Biologic medications are similar to the antibodies that are produced by the human immune system to fight infections. They are made specifically using modern technology.

Biologics used in rheumatology target different molecules or cells that play role in inflammation. The are considered as the disease modifying anti-rheumatic drugs.

They can be divided as:

  • Anti-TNF alfa inhibitors (infliximab, adalimumab, golimumab, etanercept, certolizumab).
  • Targeting T cells (abatacept).
  • Targeting B cells (rituximab, belimumab).
  • Interleukin-1 inhibitors (anakinra).
  • Interleukin-6 inhibitors (tocilizumab).

Biologics are given through the injection or infusion. The intervals between the doses are different ranging from one day (anakinra) to 2 months (infliximab). Other DMARDs can be used along with the biologics (for ex., methotrexate).

Contraindications to anti-rheumatic biologics:

  • women who are pregnant or breastfeeding;
  • patients with cancer or have had a history of certain cancers;
  • patients with severe or uncontrolled heart failure;
  • patients with multiple sclerosis;
  • patients with chronic infections (for ex., tuberculosis).

Killed vaccinations (flu or pneumovacine) are safe while given along with biologics. Live vaccines such as shingles vaccination should be avoided. Those medications should be stopped before surgery (you should discuss it with your doctor). If you develop fever or other symptoms suggestive infection, you should hold the medication and contact your doctor.

Before initiation of biologics your doctor have to make sure that you do not have certain infections or cancers. Investigations that are done before the initiation of biologics may include: blood work for the hep B, C and HIV, PSA, TB skin test, pap smear, chest XR and mammogram.

Denozumab is another biologic medication that is used to treat osteoporosis. It is given once every 6 months. Its combination with other biologics is usually avoided.

■ WHAT YOU SHOULD DO: Continue the text on biologic medications from the point at which it ends. The material that follows comes from a separate source and has no connection to the text on biologic medications.

■ RECORDS PROVIDED:
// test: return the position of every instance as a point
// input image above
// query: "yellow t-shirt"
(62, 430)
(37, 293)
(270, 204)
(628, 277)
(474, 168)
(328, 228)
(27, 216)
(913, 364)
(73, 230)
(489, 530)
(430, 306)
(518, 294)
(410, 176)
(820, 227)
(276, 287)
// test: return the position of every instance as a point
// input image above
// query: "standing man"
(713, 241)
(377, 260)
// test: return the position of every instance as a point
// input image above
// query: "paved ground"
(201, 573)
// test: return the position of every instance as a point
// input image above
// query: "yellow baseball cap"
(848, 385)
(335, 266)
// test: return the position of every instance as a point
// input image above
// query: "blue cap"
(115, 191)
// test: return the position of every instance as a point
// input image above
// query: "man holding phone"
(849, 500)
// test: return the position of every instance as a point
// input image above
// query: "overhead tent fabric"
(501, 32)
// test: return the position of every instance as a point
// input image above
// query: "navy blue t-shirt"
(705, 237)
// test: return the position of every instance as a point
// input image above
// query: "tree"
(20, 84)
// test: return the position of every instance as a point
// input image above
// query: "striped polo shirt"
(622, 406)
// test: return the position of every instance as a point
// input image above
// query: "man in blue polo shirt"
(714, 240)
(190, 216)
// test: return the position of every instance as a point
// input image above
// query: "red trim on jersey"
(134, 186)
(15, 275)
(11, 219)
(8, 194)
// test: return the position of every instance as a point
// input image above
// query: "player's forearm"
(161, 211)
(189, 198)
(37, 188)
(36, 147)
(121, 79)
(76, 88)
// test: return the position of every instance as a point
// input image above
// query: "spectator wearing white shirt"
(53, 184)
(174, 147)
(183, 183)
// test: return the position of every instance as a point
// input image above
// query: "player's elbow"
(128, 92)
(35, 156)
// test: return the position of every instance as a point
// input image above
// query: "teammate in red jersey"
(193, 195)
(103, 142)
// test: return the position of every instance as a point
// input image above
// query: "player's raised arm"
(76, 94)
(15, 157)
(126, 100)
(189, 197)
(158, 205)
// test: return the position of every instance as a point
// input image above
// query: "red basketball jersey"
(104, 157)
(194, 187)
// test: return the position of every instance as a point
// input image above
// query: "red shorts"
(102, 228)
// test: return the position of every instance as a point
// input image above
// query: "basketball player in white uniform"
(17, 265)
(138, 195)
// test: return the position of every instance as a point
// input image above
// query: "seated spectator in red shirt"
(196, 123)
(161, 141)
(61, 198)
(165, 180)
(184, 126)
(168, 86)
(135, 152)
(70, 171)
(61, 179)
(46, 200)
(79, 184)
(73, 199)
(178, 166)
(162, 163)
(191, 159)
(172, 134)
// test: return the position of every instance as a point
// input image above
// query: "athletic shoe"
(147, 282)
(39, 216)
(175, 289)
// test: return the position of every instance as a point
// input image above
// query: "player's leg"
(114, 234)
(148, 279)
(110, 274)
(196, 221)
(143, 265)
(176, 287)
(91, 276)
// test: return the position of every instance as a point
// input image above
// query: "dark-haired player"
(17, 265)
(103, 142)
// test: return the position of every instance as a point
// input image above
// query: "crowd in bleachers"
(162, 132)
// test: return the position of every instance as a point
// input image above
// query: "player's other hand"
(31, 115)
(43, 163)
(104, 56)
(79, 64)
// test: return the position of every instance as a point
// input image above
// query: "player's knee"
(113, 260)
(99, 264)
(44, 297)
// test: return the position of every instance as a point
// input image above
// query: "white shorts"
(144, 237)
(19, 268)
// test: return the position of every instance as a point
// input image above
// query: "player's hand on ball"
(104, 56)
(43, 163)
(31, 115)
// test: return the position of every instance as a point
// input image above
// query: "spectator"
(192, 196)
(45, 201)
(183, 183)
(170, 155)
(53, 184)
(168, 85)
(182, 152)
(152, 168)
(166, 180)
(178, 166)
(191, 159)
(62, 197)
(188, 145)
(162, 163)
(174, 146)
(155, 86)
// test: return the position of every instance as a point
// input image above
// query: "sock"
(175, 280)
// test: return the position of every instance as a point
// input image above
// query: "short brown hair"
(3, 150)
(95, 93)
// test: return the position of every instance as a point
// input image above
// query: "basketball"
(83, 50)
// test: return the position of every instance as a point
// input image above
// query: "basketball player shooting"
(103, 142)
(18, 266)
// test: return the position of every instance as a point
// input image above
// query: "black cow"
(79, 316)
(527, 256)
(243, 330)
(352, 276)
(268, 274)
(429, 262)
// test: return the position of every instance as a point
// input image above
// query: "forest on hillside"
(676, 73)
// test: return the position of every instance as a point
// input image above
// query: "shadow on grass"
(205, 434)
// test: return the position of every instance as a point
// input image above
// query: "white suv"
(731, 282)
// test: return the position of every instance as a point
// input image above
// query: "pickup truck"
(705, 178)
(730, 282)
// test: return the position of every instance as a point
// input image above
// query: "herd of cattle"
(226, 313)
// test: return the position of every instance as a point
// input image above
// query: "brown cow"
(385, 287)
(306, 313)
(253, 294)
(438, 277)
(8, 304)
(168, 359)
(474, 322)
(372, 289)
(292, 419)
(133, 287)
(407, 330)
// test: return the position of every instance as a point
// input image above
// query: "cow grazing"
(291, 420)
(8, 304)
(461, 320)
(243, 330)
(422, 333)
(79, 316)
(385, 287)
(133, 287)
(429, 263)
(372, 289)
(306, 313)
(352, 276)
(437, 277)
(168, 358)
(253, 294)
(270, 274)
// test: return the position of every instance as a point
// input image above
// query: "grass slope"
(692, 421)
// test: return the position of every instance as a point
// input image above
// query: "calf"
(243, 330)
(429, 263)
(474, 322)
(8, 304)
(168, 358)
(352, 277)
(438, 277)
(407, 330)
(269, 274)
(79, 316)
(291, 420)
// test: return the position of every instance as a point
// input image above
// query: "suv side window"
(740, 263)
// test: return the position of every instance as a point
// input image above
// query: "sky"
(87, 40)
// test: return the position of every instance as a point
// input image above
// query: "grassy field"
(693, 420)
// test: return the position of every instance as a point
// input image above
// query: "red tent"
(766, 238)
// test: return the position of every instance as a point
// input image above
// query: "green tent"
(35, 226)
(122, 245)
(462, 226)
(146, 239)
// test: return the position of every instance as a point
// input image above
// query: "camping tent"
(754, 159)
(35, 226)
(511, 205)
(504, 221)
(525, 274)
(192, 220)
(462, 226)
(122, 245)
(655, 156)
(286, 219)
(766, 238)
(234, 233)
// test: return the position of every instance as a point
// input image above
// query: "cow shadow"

■ FINAL ANSWER:
TNF inhibitor (TNFi) biologics and malignancy risk in Rheumatoid arthritis (recent research publications):


1. Relative risk of lymphoma in Rheumatoid arthritis (RA) patients treated with TNFi biologics:
  • Compared to TNFi-naive RA patients            1.35 (95% CI 0.82-2.11)
  • Compared to general population                  2.72 (95% CI 1.82-4.08)

Reference: Askling J et al. Ann Rheum Dis. 2009; 68:648-653.

Comment: risk appears mostly driven by the disease (RA) rather than the TNFi biologic, but such risk can not be excluded.

2. Risk of skin cancer in RA patients treated with TNFi biologics compared to other RA patients (Odds ratio):
  • Non melanoma skin cancer        1.5 (95% CI 1.2-1.8)
  • Melanoma                                2.3 (95% CI 0.9-5.4)

Reference: Wolfe F et al. Athritis Rheum. 2007. Sep; 56 (9):2886-95

Comment: TNFi biologics appear increase the risk of skin cancer.

3. Risk of solid cancers in RA patients (SIR):
  • All RA patients compared to general population      1.05 (95% CI 1.01-1.08)
  • TNFi biologics compared to other RA patients          0.9 (95% CI 0.7-1.2)

Reference: Askling J et al. Ann Rheum Dis. 2005 Oct; 64(10);1421-1426

Comment: RA patients appear to have a slightly increased overall risk of solid tumours. This is possibly on the basis of smoking-related cancers. Use of TNFi biologics do not appear to increase the risk of solid cancers (excluding skin cancer).